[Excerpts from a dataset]

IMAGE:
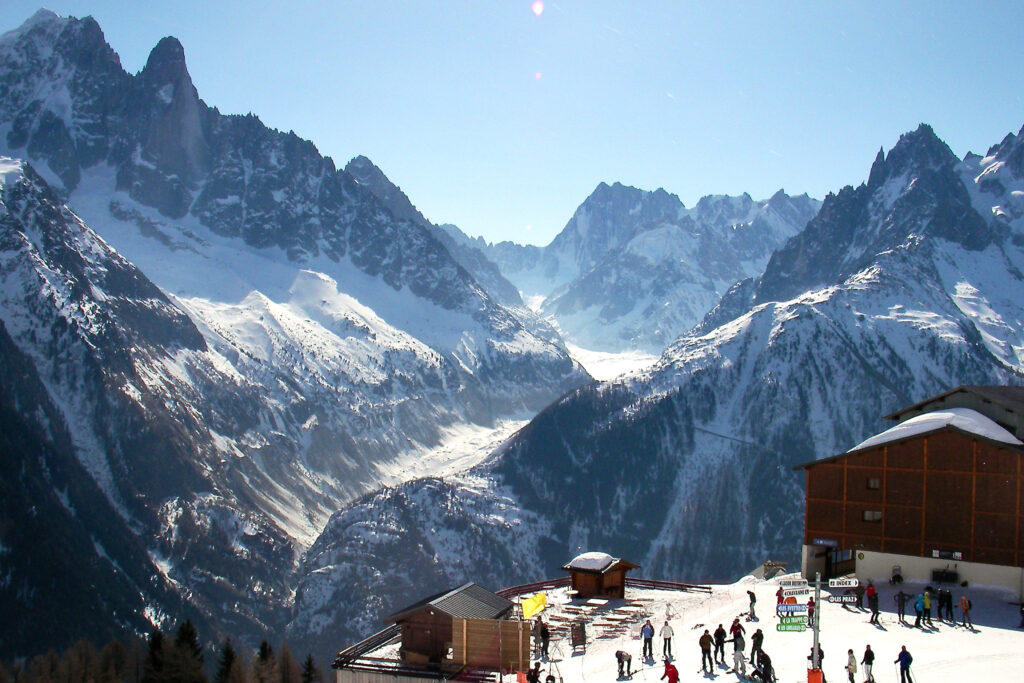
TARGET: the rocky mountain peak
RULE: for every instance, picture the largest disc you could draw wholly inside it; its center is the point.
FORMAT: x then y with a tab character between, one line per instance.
916	152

EXERCISE: Each record must be repeated verbatim, and no picture may appear in the copy.

ANSWER TO THIS TASK:
IMAGE:
TARGET: the rocky mountain peak
RULE: for every instance, picture the largest disc you could draw wholly inside it; its center is the point.
FORMAT: x then y with a tab character between, one line per instance.
916	152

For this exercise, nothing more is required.